#### Stored records:

┌────────

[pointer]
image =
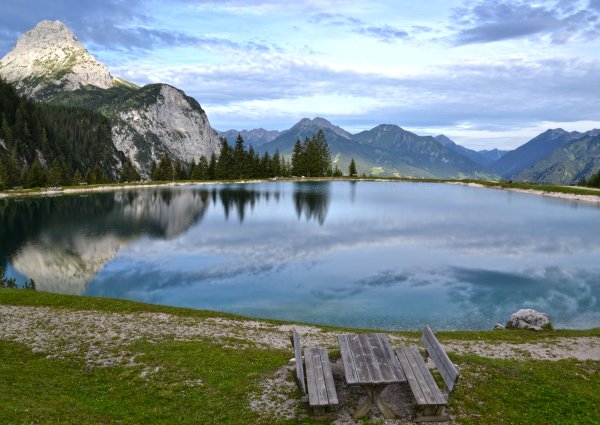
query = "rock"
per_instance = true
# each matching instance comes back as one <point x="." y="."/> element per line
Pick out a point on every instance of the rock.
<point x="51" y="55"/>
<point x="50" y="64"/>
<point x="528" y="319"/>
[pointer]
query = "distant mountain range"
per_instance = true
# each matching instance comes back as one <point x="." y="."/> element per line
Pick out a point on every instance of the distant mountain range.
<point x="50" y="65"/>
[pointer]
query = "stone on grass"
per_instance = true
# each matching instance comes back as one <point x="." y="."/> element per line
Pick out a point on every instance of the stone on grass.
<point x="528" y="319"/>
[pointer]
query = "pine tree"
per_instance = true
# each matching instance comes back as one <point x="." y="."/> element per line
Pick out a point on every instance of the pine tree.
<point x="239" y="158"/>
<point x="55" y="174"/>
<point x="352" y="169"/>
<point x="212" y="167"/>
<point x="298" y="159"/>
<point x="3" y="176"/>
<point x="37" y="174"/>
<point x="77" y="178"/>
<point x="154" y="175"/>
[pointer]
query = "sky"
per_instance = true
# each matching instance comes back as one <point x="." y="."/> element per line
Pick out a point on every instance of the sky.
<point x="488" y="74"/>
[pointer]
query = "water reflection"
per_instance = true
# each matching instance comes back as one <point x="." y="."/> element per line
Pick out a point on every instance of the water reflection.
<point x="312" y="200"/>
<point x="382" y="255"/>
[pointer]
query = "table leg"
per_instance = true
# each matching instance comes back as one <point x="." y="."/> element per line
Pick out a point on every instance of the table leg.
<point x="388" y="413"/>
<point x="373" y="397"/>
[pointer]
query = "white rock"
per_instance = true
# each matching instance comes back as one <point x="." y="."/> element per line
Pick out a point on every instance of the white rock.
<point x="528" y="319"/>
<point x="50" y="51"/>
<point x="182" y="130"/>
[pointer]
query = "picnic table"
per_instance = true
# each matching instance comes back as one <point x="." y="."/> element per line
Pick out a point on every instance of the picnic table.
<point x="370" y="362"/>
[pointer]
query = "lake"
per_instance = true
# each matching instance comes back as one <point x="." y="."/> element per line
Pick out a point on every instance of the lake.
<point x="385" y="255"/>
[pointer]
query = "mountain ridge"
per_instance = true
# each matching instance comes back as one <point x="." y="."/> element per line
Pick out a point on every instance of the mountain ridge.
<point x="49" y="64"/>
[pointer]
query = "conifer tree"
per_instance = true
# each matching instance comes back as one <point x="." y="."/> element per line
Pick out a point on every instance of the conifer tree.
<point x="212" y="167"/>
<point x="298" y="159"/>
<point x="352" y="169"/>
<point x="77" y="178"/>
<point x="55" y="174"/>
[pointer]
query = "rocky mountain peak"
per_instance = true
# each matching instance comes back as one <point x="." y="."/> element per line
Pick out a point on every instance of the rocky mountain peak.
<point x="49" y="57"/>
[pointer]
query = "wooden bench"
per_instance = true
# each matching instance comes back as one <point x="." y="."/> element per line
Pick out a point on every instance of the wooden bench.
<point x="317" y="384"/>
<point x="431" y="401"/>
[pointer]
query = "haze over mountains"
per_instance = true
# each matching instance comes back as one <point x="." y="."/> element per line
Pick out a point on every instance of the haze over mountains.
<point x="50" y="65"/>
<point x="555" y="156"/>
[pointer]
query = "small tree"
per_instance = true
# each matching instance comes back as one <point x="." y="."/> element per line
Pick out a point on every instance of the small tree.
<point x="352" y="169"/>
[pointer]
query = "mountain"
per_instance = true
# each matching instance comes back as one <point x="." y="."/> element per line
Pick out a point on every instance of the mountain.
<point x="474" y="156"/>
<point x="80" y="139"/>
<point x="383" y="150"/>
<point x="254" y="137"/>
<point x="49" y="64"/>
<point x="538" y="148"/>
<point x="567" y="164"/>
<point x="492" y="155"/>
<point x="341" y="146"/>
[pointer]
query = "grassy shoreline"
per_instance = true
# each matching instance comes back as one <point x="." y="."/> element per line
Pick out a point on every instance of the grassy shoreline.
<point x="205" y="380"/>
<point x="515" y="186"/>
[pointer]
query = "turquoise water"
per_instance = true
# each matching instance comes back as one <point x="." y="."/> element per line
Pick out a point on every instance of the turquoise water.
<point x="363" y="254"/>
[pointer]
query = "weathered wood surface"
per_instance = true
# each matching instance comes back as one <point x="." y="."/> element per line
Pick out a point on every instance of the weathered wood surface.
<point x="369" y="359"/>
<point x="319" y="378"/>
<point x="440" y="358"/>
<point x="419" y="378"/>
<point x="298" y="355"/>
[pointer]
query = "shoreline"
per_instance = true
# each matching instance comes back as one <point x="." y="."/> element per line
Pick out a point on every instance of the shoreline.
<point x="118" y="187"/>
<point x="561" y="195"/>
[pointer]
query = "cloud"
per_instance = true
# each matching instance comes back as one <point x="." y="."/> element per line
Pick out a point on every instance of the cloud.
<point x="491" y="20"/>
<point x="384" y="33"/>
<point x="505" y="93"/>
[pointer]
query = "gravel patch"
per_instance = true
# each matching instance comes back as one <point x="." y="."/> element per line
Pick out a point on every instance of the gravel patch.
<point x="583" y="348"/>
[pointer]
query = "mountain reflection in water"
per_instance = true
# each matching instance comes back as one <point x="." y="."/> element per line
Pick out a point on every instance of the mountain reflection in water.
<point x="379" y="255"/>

└────────
┌────────

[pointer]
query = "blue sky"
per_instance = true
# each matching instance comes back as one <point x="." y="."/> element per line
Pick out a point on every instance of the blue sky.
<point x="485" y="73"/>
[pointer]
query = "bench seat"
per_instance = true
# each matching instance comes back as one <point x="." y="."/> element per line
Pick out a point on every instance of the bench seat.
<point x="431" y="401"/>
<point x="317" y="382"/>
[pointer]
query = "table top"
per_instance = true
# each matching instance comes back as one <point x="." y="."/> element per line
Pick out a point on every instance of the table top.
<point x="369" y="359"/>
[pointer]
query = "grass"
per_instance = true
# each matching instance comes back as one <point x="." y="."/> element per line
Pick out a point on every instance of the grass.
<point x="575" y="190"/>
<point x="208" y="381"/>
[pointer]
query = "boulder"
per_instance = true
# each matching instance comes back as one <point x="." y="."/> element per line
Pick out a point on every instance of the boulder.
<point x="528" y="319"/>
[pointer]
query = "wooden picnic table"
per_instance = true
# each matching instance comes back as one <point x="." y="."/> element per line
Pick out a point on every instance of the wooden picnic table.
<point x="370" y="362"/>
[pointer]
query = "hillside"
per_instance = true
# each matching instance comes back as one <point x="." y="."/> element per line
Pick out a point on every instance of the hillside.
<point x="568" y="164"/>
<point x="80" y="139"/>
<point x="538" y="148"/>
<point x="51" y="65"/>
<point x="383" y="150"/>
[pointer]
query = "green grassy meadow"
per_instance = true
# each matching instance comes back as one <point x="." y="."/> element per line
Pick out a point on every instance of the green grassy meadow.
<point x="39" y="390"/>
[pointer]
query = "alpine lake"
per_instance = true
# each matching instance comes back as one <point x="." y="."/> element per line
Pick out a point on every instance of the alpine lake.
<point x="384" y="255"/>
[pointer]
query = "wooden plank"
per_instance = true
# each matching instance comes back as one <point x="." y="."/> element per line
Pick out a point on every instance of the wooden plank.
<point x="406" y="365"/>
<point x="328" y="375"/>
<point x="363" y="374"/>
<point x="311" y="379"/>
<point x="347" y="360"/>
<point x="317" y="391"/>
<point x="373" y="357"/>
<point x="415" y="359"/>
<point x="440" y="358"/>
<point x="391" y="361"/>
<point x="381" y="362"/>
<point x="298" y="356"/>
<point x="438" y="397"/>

└────────

#### Your instructions:
Pull out every line of the stored records above that contains the string "tree", matching case exactly. Copy those lines one after another.

#### Result for this task:
query = "pine tree"
Pick out a point on every instance of the pine tree.
query = "conifer tree"
Pick out a point on every instance of the conifer tree.
query = "small tree"
Pick out a point on every instance of the small tree.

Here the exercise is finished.